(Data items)

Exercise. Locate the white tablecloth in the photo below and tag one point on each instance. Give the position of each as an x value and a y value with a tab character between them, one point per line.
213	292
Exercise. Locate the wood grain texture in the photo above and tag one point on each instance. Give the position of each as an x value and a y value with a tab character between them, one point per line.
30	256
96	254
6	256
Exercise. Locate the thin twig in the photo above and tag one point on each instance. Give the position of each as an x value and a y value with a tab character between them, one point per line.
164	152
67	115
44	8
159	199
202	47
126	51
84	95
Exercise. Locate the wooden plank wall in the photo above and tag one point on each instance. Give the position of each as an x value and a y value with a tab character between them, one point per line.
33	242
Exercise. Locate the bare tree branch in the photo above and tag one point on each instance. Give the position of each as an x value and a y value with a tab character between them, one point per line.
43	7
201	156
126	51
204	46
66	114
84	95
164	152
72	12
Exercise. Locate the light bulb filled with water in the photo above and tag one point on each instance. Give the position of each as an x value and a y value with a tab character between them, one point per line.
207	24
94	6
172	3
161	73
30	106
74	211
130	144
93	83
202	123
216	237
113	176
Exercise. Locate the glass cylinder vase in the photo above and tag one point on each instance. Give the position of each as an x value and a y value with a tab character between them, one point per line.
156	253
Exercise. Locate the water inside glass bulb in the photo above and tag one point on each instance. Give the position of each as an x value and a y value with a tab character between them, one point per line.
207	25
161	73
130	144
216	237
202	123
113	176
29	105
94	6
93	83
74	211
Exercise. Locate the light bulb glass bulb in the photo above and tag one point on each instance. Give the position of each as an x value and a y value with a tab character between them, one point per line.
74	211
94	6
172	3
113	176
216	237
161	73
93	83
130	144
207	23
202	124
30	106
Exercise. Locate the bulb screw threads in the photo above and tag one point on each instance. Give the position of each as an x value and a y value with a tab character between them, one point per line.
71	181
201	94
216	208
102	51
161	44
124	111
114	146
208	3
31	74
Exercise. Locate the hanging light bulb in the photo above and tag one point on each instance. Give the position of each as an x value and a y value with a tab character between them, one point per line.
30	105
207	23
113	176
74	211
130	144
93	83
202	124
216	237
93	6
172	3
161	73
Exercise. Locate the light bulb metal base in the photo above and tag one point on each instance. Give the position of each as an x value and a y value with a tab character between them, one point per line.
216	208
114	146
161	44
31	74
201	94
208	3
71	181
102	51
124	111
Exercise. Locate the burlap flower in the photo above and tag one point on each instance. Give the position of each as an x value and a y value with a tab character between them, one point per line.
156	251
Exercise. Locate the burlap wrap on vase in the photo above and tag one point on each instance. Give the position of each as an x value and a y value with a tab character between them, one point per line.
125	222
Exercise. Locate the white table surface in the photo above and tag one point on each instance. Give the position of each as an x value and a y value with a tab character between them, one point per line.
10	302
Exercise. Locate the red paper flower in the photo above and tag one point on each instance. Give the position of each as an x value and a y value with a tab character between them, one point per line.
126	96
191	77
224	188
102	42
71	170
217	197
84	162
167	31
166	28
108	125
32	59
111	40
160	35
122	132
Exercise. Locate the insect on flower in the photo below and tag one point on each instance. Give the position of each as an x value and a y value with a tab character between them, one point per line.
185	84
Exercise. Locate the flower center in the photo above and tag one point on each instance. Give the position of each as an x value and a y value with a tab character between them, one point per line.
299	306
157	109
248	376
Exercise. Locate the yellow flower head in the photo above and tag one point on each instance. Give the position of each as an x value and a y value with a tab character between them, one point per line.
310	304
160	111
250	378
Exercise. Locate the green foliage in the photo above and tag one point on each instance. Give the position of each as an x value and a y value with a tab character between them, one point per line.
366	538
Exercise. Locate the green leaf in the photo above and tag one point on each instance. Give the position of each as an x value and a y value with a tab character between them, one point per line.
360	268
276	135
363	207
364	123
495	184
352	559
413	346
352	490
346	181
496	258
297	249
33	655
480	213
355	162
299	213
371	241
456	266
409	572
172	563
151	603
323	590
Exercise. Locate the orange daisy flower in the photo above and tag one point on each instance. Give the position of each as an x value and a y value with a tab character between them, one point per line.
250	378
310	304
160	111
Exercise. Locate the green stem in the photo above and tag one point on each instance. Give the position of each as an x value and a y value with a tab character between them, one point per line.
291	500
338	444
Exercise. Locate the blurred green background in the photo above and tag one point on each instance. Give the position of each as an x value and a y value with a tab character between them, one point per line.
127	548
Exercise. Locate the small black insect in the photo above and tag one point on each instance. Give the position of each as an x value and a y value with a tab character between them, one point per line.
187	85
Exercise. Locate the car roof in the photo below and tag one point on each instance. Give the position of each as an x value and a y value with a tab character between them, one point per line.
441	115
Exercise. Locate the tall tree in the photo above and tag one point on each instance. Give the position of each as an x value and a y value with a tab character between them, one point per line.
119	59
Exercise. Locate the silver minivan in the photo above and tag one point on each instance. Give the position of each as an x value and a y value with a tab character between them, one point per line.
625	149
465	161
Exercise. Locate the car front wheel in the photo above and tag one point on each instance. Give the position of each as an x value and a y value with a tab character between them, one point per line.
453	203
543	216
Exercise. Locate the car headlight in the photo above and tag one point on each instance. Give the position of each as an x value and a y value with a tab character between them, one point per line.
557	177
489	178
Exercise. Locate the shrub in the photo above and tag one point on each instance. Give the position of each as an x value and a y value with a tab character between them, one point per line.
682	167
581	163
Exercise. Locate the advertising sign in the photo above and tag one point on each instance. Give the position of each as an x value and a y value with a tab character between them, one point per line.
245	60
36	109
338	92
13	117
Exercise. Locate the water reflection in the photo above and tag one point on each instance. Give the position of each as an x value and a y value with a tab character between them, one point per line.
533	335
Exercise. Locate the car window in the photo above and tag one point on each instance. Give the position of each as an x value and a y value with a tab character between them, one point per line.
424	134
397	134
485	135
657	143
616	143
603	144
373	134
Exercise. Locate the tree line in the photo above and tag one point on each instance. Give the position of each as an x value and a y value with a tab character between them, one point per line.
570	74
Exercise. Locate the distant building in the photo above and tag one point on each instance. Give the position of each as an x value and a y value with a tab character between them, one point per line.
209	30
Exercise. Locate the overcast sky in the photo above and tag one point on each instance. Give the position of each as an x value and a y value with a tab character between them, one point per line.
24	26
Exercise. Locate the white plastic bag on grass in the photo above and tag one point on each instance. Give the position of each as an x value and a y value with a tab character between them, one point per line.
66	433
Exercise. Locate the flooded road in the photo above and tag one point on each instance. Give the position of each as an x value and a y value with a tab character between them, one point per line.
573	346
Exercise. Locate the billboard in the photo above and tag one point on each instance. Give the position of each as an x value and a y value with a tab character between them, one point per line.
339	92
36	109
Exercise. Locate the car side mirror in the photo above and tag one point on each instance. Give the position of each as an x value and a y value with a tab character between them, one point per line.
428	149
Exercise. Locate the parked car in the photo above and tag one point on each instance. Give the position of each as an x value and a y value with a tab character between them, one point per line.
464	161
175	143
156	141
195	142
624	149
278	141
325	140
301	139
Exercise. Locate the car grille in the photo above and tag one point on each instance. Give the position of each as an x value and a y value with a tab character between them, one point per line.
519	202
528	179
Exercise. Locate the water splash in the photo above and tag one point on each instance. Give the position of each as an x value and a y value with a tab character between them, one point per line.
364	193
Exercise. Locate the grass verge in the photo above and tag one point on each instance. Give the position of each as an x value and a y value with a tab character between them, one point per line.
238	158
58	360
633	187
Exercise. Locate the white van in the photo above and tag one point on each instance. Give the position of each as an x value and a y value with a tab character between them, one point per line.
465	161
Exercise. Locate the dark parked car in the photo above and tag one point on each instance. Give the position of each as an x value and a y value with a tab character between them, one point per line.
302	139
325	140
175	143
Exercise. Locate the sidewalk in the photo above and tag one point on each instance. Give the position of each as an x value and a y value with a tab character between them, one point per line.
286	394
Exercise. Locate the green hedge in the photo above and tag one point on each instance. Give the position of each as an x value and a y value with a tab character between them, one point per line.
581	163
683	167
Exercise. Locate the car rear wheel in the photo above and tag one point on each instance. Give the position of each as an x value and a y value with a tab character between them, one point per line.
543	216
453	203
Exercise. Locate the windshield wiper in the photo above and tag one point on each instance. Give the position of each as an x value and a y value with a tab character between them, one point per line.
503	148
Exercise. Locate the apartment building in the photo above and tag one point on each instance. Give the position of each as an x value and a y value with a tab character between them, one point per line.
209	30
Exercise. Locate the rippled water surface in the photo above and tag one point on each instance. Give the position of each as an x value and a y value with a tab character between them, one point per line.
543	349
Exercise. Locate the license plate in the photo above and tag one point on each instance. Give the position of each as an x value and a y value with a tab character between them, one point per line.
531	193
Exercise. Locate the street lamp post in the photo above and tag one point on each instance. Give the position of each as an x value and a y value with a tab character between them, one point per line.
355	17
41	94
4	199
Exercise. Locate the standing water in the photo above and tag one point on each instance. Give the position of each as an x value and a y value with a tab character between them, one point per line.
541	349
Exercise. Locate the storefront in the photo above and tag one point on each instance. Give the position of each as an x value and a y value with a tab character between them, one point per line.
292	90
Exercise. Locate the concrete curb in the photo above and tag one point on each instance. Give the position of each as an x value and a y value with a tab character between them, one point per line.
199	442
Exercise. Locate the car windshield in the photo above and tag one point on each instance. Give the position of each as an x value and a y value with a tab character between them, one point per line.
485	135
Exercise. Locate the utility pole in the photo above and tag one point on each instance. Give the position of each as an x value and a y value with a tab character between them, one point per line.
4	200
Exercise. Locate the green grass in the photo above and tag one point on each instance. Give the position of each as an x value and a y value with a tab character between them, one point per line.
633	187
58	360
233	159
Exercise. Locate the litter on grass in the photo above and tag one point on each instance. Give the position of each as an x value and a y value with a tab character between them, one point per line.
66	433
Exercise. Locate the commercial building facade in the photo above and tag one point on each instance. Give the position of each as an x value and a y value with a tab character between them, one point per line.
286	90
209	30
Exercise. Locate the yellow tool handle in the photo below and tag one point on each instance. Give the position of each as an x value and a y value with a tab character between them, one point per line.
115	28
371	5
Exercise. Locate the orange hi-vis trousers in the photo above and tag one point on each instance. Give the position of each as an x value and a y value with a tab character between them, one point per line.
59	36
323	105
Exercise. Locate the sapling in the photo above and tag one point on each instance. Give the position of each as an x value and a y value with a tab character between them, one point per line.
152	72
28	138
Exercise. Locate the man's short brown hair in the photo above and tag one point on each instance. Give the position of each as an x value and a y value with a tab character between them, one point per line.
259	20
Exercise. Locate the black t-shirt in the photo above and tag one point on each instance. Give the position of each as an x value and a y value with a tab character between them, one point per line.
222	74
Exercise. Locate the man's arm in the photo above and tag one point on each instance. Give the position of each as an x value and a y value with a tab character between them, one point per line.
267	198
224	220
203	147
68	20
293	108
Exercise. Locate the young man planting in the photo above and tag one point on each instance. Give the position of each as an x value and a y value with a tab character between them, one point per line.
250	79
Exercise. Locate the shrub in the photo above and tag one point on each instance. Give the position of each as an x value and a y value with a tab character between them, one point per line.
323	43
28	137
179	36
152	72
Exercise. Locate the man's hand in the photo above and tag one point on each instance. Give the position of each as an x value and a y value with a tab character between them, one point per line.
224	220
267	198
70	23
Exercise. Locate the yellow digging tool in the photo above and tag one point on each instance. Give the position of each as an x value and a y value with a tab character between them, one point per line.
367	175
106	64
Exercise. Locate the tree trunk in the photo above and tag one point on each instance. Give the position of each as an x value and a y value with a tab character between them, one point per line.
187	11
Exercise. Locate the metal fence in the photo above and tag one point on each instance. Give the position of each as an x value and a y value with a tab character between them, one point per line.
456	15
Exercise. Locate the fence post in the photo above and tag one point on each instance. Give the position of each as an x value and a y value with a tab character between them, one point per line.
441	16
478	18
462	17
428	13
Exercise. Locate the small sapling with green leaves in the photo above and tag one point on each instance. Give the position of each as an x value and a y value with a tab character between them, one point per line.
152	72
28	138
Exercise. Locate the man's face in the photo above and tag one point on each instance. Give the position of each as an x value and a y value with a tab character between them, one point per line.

■ Short exercise ■
Repeat the entries word for word, starting at the line that contains "Exercise. Locate the small sapling" and ending with the last line of the entries.

■ Exercise answer ■
Exercise. Locate the small sapling with green leaves in the photo above and tag one point on each instance. Give the position of each as an x value and a y value with a tab character between them, one point per line.
152	72
28	138
Exercise. Locate the man's face in the photo above and tag one point on each instance. Give the position of each as an x value and a y value with a tab character between them, one point per line.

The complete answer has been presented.